DATA EXCERPTS ▸
Content starts
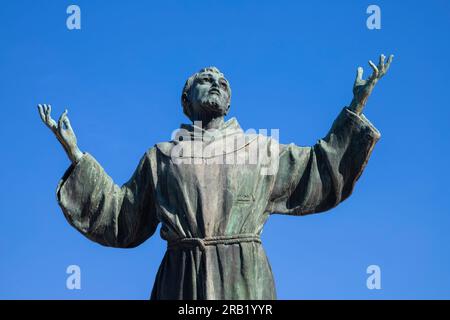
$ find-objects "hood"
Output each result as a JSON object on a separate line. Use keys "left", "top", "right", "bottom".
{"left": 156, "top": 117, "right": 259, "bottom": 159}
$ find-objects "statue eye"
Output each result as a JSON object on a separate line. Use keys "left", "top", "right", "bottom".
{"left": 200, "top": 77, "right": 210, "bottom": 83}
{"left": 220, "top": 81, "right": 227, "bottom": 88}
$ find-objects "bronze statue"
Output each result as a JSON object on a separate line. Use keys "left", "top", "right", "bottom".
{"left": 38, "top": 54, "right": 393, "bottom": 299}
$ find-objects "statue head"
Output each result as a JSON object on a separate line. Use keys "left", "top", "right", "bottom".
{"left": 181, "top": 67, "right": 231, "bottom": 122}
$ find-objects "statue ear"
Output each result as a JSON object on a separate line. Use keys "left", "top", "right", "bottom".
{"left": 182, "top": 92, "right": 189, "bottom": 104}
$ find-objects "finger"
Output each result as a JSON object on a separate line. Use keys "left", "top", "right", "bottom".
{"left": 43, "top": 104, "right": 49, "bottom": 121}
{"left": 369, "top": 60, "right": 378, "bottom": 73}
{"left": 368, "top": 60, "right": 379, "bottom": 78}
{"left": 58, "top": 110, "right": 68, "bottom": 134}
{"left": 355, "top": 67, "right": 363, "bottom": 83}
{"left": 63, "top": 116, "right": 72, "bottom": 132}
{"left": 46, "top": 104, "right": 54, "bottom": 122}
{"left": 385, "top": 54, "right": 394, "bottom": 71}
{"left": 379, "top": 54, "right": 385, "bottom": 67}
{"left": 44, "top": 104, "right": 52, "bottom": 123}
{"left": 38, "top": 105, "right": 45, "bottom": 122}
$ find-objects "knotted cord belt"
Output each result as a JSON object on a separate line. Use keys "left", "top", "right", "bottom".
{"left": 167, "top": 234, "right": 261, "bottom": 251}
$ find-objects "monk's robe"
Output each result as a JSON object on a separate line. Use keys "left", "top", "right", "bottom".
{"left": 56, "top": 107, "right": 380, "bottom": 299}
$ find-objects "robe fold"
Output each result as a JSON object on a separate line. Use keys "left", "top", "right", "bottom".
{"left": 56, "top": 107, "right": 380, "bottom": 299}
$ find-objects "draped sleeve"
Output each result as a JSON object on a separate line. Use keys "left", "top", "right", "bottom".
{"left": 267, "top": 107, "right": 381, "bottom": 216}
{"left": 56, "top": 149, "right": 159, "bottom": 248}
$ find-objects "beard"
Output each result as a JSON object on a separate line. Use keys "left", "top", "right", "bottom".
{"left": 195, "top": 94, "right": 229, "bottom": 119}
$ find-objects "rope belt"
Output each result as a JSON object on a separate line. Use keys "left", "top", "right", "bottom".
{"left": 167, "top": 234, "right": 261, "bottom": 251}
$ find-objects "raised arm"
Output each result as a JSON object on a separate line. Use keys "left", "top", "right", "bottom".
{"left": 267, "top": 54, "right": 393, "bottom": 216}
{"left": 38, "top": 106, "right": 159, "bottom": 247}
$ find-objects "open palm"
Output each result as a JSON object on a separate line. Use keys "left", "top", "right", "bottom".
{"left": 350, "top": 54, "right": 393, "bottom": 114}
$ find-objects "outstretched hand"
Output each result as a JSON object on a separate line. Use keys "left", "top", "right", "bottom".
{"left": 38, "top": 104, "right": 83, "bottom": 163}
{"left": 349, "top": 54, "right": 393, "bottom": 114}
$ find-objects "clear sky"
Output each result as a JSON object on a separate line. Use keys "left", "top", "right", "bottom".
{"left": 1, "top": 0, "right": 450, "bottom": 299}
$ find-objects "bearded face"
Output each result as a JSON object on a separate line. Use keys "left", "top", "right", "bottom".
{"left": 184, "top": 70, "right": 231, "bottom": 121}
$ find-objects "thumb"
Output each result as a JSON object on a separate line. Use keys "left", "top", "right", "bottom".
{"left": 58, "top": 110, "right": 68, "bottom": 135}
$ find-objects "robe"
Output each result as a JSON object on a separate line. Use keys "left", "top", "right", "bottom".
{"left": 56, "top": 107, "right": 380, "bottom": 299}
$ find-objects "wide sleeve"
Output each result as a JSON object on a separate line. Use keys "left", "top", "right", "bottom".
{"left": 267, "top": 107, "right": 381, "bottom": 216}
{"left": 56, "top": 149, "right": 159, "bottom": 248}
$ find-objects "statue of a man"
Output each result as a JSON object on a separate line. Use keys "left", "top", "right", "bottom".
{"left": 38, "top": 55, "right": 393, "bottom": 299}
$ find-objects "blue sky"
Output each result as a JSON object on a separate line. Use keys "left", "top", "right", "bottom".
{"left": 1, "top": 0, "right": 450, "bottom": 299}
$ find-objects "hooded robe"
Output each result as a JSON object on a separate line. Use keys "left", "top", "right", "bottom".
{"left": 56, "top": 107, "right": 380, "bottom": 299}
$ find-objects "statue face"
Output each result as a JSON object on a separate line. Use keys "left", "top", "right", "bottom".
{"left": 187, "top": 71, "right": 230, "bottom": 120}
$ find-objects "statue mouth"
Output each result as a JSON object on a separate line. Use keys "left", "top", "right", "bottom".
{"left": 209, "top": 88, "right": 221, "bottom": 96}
Content ends
Content starts
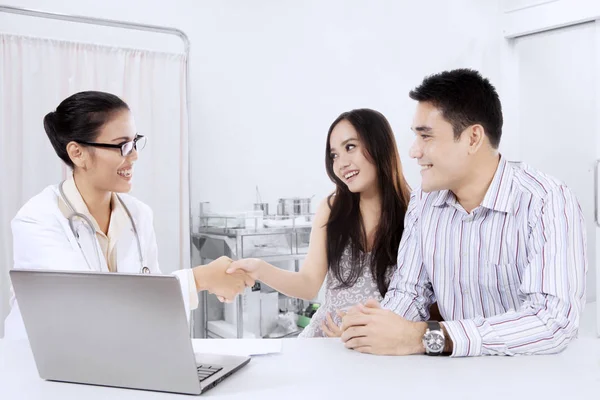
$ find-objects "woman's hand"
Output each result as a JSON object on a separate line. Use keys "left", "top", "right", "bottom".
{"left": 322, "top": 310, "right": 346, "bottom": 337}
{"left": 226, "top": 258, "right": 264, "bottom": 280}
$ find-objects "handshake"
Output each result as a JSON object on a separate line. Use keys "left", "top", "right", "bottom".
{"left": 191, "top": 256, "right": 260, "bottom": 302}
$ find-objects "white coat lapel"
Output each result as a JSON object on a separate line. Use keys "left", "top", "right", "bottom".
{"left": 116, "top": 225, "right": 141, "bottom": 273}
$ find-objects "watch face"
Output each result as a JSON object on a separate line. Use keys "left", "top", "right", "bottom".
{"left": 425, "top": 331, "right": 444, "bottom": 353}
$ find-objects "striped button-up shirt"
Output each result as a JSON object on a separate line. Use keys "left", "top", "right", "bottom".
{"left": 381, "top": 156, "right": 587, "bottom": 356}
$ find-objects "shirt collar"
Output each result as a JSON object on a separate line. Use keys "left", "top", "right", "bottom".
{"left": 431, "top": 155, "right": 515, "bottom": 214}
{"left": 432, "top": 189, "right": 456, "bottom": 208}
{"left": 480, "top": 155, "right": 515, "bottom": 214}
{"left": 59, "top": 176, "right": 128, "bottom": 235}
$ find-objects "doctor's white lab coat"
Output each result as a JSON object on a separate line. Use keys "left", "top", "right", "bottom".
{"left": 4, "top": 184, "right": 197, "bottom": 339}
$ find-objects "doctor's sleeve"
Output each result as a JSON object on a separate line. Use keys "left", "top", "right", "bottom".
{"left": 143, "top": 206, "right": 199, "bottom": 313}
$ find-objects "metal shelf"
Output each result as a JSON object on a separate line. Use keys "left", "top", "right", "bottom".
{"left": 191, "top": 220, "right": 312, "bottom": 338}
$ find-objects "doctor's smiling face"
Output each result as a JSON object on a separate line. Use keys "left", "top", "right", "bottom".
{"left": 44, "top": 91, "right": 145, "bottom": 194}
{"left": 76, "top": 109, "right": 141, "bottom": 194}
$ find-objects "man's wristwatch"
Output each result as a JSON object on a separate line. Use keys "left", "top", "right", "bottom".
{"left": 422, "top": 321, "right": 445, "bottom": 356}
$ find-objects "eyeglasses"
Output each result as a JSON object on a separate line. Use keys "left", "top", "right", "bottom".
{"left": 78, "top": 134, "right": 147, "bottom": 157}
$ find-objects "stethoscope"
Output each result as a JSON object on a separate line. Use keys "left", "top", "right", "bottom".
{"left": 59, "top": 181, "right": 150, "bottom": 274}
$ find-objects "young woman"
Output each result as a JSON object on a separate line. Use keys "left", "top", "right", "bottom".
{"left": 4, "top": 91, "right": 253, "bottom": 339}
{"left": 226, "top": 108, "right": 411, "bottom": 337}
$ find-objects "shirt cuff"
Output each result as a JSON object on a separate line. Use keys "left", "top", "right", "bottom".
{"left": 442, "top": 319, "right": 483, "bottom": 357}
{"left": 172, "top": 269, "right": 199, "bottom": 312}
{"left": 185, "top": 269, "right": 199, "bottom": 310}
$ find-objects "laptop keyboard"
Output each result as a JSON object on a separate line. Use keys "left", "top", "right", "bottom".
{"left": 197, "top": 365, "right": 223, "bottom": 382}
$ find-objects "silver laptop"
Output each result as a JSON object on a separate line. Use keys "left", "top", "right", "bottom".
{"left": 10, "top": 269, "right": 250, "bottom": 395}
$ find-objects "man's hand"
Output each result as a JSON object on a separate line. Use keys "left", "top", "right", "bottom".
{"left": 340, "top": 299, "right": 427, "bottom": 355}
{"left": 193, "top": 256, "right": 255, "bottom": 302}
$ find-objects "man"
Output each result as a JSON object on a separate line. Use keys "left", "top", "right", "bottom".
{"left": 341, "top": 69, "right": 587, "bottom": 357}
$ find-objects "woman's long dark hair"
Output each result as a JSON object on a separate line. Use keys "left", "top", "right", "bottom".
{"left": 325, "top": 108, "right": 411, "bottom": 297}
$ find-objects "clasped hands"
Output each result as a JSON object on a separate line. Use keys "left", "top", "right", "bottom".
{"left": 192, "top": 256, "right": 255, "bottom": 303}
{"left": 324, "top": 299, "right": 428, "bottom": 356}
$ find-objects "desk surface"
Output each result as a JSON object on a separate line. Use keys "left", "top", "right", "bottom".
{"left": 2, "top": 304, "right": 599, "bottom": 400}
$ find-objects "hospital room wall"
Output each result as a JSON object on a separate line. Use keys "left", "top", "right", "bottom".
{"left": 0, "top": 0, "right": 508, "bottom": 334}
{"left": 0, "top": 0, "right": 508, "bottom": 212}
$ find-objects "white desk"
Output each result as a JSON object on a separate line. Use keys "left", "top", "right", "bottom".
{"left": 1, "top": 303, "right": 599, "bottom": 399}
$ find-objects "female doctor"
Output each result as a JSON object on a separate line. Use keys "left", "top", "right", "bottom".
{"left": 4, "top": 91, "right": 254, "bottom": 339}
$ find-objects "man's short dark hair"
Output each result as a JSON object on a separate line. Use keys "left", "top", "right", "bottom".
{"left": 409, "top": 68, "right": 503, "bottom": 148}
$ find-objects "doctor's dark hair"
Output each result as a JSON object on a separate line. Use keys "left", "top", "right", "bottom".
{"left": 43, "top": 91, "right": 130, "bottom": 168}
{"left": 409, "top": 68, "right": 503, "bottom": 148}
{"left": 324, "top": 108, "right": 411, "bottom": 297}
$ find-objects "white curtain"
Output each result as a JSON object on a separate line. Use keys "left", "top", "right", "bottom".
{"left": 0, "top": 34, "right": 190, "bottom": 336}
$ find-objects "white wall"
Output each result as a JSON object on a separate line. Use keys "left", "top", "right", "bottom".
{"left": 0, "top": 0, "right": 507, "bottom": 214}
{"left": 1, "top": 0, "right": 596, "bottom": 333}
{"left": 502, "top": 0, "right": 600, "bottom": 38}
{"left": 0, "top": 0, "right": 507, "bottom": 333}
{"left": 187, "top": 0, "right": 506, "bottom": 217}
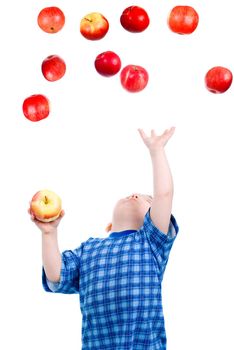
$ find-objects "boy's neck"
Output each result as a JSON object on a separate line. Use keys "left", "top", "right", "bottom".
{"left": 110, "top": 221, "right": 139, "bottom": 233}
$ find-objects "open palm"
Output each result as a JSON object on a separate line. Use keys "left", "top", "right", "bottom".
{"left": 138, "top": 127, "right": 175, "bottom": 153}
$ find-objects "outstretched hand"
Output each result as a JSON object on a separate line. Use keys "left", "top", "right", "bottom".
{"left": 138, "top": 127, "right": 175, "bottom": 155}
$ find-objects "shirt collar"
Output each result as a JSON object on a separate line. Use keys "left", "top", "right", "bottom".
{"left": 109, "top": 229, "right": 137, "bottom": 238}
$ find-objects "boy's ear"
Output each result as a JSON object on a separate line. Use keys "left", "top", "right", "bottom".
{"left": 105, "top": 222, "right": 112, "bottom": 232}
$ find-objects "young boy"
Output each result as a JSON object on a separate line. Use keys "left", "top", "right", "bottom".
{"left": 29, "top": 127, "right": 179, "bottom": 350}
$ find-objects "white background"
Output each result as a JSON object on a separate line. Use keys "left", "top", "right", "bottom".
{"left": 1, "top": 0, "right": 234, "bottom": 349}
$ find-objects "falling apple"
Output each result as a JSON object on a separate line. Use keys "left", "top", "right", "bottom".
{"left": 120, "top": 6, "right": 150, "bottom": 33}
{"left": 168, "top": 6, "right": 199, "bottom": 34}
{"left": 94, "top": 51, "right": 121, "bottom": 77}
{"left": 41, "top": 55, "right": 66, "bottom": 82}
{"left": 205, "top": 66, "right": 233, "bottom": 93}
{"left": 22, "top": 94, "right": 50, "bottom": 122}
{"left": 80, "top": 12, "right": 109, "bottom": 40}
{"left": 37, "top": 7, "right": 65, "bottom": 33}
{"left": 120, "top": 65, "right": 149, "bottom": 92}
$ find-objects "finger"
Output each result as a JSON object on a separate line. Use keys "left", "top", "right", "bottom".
Content ends
YOUR OBJECTIVE ▸ Which lines in the material contain the word "belt"? Pull each of them out.

RESULT FOR THIS TASK ▸
$ find-objects "knotted cord belt"
$ find-objects "rope belt"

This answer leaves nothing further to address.